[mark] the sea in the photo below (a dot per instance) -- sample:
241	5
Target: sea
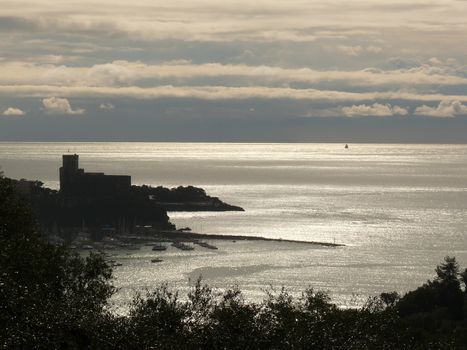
397	209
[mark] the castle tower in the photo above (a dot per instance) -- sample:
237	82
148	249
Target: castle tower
68	171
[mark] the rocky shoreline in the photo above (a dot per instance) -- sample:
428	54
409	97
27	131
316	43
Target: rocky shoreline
193	237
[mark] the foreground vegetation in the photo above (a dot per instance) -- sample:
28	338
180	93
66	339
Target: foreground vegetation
51	298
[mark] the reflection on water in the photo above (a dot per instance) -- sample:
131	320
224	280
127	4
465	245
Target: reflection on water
399	209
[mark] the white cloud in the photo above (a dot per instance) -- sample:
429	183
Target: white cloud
445	109
56	105
13	111
220	93
351	50
374	110
107	106
125	73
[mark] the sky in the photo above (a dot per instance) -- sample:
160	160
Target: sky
235	71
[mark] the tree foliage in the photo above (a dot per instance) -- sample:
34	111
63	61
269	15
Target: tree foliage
51	298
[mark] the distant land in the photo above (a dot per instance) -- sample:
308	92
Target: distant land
103	204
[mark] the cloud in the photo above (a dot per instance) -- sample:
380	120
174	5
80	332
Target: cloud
445	109
56	105
126	73
13	111
220	93
374	110
106	106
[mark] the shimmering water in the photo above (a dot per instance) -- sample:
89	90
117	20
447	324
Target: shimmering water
399	209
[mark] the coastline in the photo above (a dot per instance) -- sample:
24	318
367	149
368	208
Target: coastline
194	236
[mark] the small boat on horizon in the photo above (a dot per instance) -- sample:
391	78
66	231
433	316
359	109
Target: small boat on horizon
159	247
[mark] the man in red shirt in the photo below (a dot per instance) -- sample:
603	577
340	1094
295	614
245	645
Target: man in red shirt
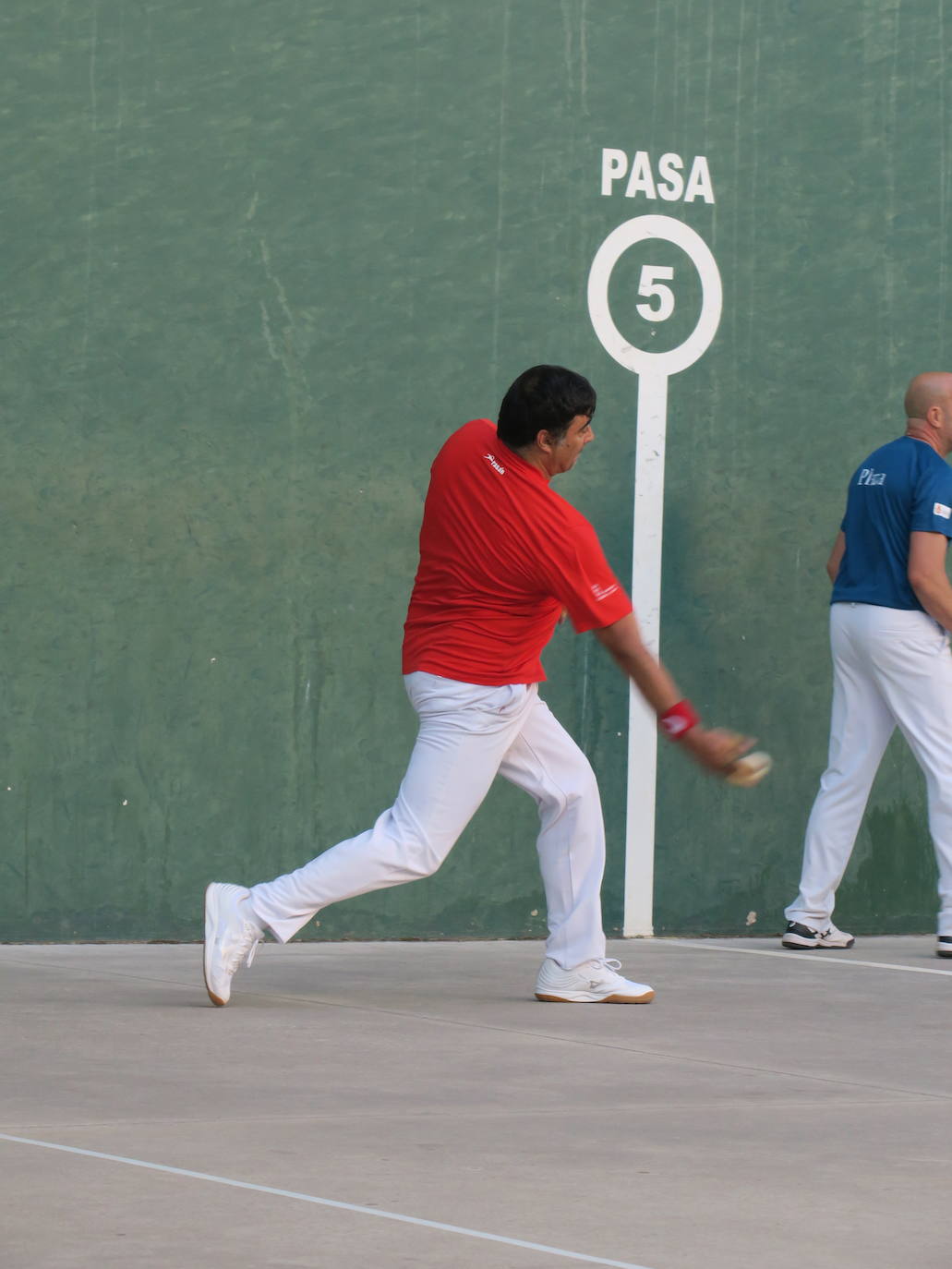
501	559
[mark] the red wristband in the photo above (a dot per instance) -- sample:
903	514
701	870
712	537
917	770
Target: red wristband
678	721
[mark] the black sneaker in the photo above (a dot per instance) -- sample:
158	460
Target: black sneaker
797	936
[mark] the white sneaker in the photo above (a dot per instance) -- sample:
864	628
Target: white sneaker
803	937
593	983
230	937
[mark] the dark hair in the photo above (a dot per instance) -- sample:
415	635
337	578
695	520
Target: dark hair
545	399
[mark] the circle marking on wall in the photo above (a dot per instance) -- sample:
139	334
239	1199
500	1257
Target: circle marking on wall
619	241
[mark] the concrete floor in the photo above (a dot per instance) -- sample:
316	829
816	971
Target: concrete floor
775	1109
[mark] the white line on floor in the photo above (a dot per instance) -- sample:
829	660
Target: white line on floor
326	1202
816	956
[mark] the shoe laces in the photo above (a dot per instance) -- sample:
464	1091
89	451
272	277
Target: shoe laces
607	966
245	947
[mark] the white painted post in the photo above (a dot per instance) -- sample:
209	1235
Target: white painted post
654	370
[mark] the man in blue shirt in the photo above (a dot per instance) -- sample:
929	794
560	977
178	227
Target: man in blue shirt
890	616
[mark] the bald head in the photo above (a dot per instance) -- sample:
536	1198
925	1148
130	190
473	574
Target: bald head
932	389
929	410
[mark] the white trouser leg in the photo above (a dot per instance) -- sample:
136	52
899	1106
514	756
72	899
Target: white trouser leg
914	671
464	732
548	766
861	725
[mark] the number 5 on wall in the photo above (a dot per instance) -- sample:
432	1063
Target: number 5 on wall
649	285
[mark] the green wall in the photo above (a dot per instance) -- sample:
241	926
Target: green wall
260	259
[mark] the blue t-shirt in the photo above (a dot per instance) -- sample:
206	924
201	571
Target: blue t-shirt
900	489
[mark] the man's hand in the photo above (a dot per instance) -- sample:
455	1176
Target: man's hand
716	749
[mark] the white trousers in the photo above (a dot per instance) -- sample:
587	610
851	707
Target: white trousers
890	668
467	735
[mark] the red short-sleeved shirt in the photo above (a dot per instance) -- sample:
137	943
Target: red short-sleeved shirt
500	556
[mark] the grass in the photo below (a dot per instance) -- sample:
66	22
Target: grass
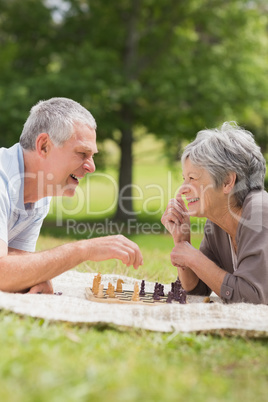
60	362
42	361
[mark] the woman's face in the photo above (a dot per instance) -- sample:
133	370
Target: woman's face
199	190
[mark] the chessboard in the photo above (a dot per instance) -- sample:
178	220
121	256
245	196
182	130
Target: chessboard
139	295
125	297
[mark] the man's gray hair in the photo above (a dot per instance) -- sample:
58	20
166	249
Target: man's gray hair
229	149
56	117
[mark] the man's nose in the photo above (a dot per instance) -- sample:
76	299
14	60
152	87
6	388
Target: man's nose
89	165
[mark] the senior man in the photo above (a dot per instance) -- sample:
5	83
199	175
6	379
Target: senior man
56	149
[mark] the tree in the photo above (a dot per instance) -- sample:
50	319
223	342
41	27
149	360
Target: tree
171	66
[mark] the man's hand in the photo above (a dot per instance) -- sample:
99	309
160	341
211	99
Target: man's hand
119	247
44	287
176	220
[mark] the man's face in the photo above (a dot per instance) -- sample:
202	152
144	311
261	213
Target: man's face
72	161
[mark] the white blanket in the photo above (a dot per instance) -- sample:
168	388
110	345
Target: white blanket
72	305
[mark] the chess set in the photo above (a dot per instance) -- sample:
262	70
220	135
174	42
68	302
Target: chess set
138	295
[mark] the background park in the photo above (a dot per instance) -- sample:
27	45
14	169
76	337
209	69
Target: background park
153	73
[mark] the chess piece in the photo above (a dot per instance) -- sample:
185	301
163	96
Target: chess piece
170	297
100	292
110	291
96	284
135	296
119	287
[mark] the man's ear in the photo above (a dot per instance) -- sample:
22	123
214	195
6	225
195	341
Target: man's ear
229	182
43	145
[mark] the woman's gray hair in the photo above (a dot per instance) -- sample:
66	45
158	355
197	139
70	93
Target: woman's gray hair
229	149
56	117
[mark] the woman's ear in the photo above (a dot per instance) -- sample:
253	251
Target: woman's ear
229	182
43	145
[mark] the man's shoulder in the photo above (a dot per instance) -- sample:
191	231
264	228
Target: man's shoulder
10	160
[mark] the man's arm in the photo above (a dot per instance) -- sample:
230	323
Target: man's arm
44	287
25	270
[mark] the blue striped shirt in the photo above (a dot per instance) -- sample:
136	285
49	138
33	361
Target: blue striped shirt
20	223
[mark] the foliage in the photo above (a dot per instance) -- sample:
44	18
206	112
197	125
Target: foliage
169	66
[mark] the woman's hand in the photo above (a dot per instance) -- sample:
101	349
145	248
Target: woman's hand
176	220
183	255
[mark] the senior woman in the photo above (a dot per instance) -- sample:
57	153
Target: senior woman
223	172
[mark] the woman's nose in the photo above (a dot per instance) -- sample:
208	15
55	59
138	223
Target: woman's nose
89	166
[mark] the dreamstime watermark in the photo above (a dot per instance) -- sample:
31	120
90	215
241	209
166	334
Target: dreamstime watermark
152	200
129	227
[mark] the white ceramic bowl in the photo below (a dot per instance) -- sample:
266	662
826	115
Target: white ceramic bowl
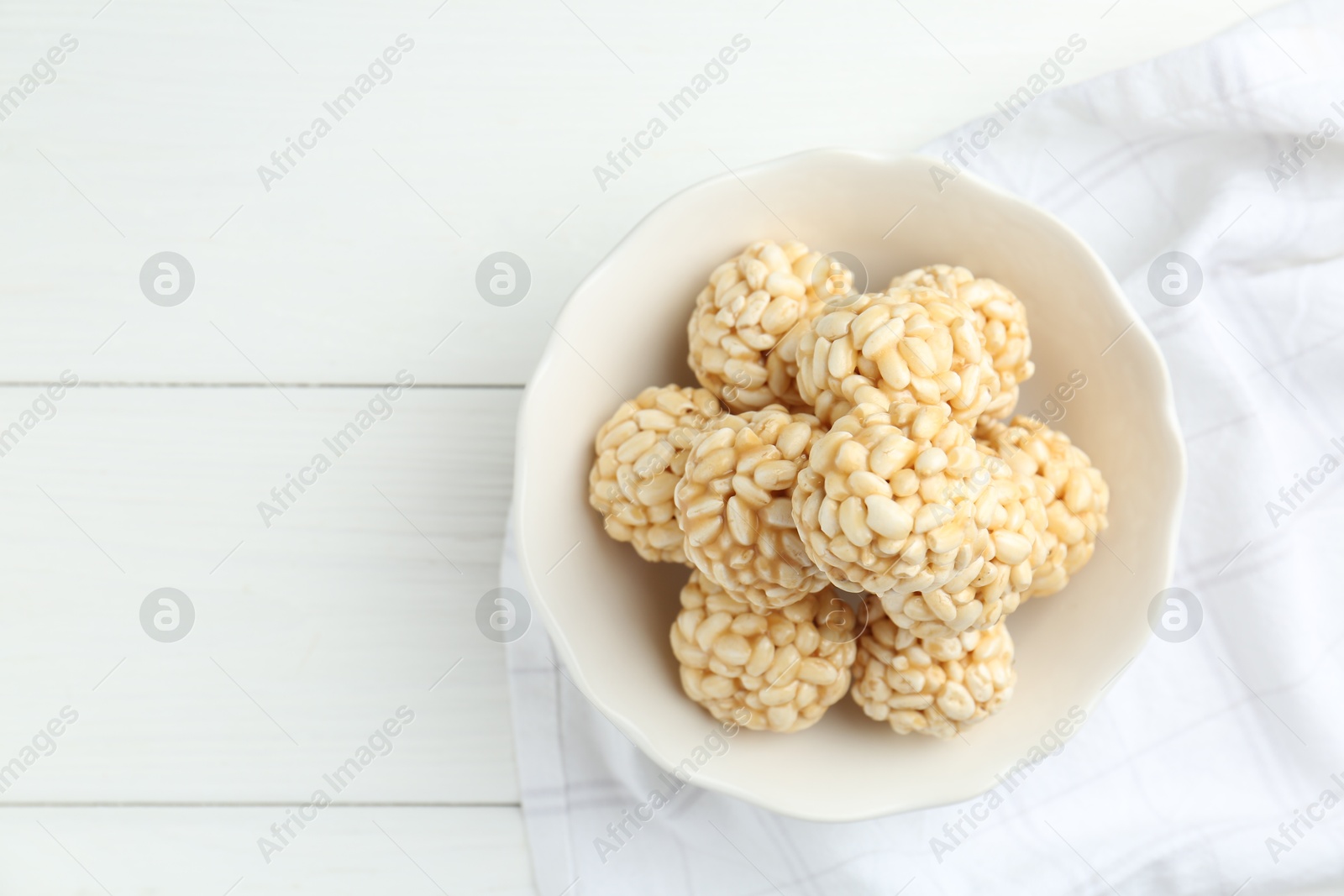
624	328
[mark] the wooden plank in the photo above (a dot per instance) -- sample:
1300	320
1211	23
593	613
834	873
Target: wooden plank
363	257
308	634
214	851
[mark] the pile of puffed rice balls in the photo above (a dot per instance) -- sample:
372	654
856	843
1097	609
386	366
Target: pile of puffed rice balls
858	443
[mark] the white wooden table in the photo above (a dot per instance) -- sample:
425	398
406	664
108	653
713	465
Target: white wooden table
315	285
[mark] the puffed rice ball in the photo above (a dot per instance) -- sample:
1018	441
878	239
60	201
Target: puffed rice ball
999	587
1000	317
900	500
1070	490
911	344
738	328
640	458
784	667
734	503
933	687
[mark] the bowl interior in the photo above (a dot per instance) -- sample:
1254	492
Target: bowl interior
624	329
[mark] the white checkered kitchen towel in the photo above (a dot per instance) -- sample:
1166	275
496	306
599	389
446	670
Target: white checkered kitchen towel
1205	768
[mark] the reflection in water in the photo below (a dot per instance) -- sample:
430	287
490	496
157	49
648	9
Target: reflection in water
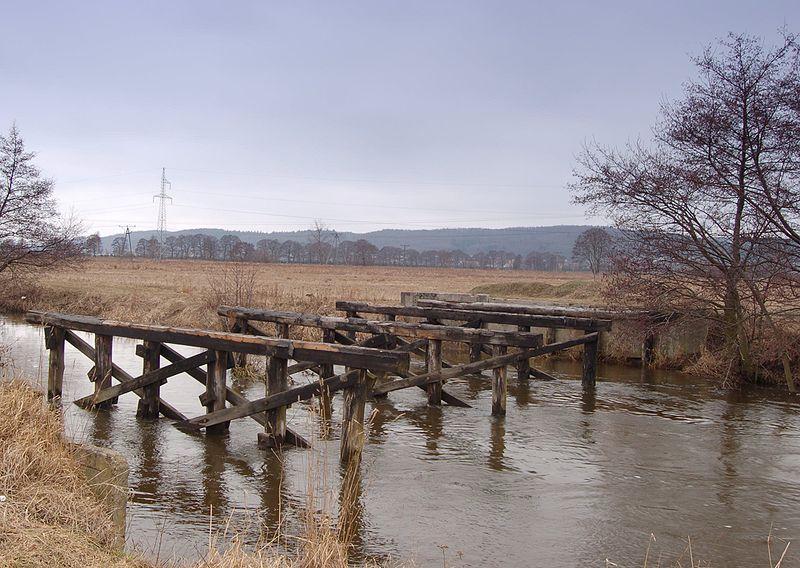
498	443
596	470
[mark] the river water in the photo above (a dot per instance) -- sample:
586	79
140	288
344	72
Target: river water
567	478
══════════
## TASK BRIEF
Repeat verbatim the lines from the one holding "[mark] the man's arm" through the end of the listing above, both ends included, but not the pictures.

## THE OUTPUT
[mark] the man's arm in the photo above (a dot per instance) -- sample:
230	323
Target: man's arm
44	287
25	270
[mark] the blue striped shirt in the photo above (a dot per instance) -- sample:
136	285
49	138
33	361
Target: blue striped shirt
20	223
[mark] the foliage in the photo above (a dot per instance) -- sample:
44	18
206	112
197	125
Target: foliage
169	66
[mark] the woman's hand in the photo above (a dot per instance) -- sample:
101	349
145	248
Target: woman's hand
176	220
183	255
[mark] the senior woman in the photo above (a dot per instance) -- sample:
57	153
Target: senior woman
223	172
[mark] the woman's nose in the photo above (a dot per instance) -- sample:
208	15
55	59
138	223
Target: woman's nose
89	166
[mark] the dreamstime watermark in the photo above (a dot per instance) -- sample:
31	120
90	215
241	209
166	334
Target: dreamstime watermark
152	200
129	227
[mark] the white ceramic bowl in the photo below (a dot per instance) -- sample:
266	662
826	115
Target: white ceramic bowl
624	328
[mark] the wooden plank in the photo above (a dot per instance) -- sample:
1300	320
1211	23
593	613
834	873
Target: wooden plank
363	257
308	634
214	851
[mark] the pile of puffed rice balls in the photo above (a dot per instance) -- sample:
372	654
856	843
1097	609
386	366
Target: pile of puffed rice balls
858	443
[mark] the white wooden table in the photo above (a dot per instance) -- sample:
425	398
406	664
108	653
713	465
Target: white wooden table
315	285
[mark] the puffed rice ball in the photo above (a dot per instance) -- sample:
1018	441
878	239
60	201
Target: puffed rice ball
999	587
1000	317
900	500
1070	490
911	344
738	328
640	458
784	667
734	503
933	687
[mark] the bowl interior in the photo above (a dot per instance) -- sample:
1254	492
Target: bowl interior
624	329
[mark] the white checkered kitchen towel in the photo above (a dot per instance) -- sample:
1166	275
496	306
599	389
446	670
Target: white checkered kitchen towel
1205	768
[mark] the reflection in water in the photo below (a dot per instance) -- sample:
430	287
490	496
157	49
648	9
Target: reflection in water
498	443
596	470
[mark] the river water in the photo above (a dot per instance) -- sample:
586	79
140	288
344	72
Target: river water
567	478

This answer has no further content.